Excerpt to read:
---

Sep 24 '21 16:09 mecampbellsoup

This issue has gone three weeks without activity. In another week, I will close it.

But! If you comment or otherwise update it, I will reset the clock, and if you label it Status: Backlog or Status: In Progress, I will leave it alone ... forever!

"A weed is but an unloved flower." ― Ella Wheeler Wilcox 🥀

Oct 28 '21 21:10 github-actions[bot]

fyi, I'm adding a partial support of this feature in #1580

GO STAN, GO! ❤️

How did it GO, @st0012? 😆

Oct 28 '21 21:10 mecampbellsoup

@mecampbellsoup it's available on master and you can try it whenever you want to 😄 I've activated in my work project for 2 weeks and haven't seen any issue. I'm still waiting for other PRs for the official 4.8.0 release though.

Oct 28 '21 21:10 st0012

@mecampbellsoup it's available on master and you can try it whenever you want to 😄 I've activated in my work project for 2 weeks and haven't seen any issue. I'm still waiting for other PRs for the official 4.8.0 release though.

---

Dataset extract:
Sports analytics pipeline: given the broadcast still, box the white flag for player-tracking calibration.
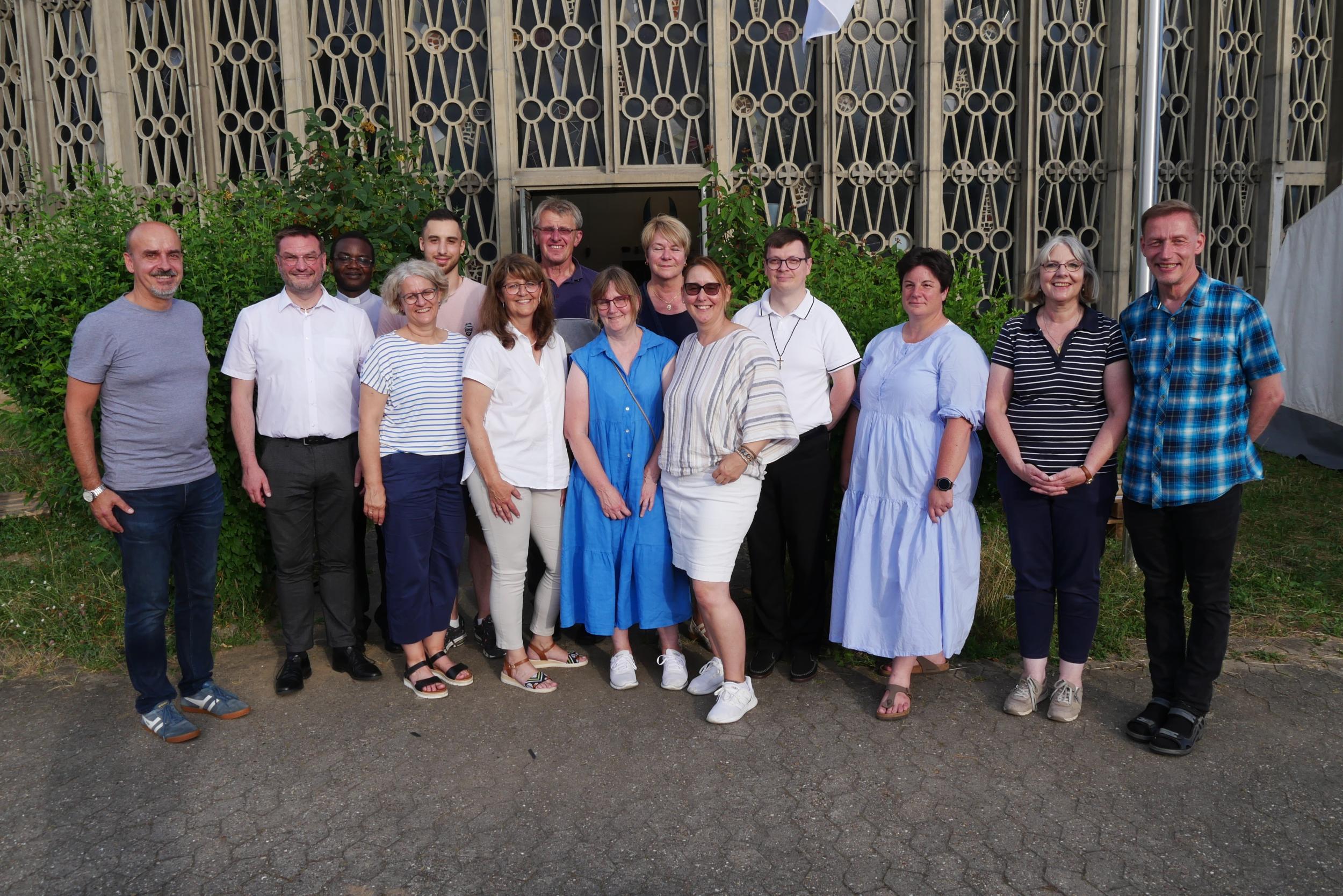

---

Directions for this task: Carry on the issue thread from its last comment. The data isn't needed here.

Answer below:
Ah okay so this will be included in 4.8.0? We're using 4.7.3.

Oct 28 '21 21:10 mecampbellsoup

yeah it'll be included in 4.8.0. you can check the changelog for usage.

Oct 28 '21 21:10 st0012

@st0012 can we close this issue now? feature seems to be stable.

Jul 25 '22 13:07 sl0thentr0py

Hmm not really because:

It's not enabled by default. So many users may even not be aware of it.
ATM, TracePoint cancels YJIT's optimization so for newer Ruby users who relies on YJIT, it shouldn't be enabled.

I'm still not sure how to resolve the restriction as it'll require more exploration on alternatives.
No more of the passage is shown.